=== TASK INPUTS ===
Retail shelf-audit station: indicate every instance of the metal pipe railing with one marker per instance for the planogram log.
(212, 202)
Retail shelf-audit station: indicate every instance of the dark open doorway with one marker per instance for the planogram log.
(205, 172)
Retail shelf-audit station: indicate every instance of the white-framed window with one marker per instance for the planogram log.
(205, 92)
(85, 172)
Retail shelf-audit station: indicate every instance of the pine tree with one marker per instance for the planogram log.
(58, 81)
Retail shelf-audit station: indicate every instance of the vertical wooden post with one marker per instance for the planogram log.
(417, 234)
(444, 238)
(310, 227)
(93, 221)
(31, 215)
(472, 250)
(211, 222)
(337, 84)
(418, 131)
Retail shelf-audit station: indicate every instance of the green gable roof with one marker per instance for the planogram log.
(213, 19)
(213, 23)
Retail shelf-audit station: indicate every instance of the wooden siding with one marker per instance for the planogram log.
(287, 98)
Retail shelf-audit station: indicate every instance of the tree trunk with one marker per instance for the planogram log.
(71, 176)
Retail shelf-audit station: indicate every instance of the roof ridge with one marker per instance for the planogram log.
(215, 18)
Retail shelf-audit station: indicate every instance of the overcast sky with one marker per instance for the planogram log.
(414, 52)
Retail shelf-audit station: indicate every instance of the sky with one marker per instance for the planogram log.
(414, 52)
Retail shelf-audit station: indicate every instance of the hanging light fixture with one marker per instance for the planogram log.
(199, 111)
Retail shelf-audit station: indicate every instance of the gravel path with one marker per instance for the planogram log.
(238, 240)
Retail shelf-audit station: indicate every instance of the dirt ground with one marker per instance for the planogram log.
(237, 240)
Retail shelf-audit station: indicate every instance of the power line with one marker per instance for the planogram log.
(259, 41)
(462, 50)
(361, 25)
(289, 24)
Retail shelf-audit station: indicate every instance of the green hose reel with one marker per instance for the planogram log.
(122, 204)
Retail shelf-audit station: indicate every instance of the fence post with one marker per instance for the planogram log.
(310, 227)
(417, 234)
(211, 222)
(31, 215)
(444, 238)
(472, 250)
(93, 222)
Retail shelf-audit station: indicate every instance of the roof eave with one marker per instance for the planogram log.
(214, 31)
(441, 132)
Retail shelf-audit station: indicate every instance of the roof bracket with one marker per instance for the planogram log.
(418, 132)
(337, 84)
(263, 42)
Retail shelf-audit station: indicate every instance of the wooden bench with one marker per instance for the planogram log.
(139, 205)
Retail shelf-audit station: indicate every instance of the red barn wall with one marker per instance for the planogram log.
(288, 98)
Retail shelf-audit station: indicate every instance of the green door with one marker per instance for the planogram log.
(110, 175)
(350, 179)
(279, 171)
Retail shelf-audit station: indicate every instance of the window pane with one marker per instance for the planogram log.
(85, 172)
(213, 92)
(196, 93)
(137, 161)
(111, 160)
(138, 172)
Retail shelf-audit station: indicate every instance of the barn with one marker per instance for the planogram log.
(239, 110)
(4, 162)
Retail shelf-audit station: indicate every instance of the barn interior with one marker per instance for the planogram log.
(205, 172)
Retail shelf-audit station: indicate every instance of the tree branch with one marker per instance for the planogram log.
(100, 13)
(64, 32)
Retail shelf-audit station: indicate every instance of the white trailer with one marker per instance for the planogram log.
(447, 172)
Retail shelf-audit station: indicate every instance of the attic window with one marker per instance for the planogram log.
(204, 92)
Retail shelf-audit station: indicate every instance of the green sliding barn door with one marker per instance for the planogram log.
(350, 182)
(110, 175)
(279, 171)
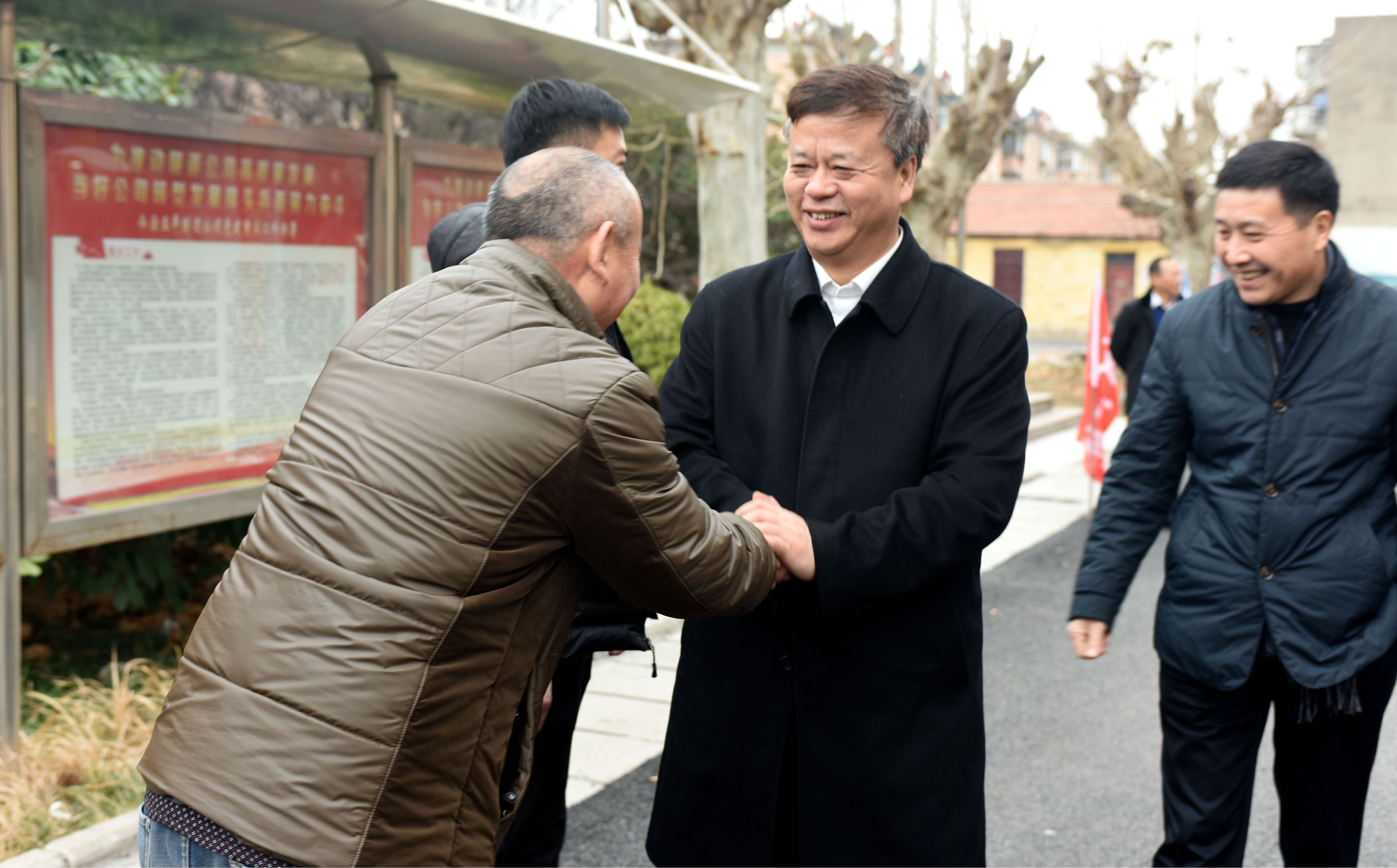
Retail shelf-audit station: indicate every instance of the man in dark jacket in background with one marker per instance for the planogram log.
(1280, 388)
(1139, 322)
(876, 398)
(547, 115)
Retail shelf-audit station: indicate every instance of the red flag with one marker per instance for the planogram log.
(1101, 401)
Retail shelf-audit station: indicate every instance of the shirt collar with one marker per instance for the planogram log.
(864, 280)
(892, 301)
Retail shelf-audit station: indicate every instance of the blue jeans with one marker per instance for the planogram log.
(163, 848)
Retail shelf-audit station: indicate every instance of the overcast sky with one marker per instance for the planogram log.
(1241, 42)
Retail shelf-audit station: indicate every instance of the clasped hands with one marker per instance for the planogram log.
(786, 532)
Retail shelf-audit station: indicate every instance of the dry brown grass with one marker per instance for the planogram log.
(76, 762)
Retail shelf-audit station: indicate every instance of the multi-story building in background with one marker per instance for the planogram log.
(1033, 151)
(1351, 115)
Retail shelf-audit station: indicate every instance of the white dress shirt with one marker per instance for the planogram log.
(843, 299)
===
_WRITTEN EXERCISE_
Your task is to write out the lines from the one with "of the clasped" through the end of the records, exactly and with nothing added.

_RESPONSE_
Retail shelf-audit station: indicate every instance of the clasped hands with one marker per instance for the planogram log.
(786, 532)
Retail shelf-audit station: indicate every instance of the dry brown grass with one marker per instance for the planogram log.
(76, 762)
Retail shelf-audit station: indicate every instance of the multi-story building in background with one marker per instance for the planogram log.
(1033, 151)
(1351, 115)
Retail shelf-audit station: indicate every instance of the white dress shirt with one marker per instance for the planogram log.
(843, 299)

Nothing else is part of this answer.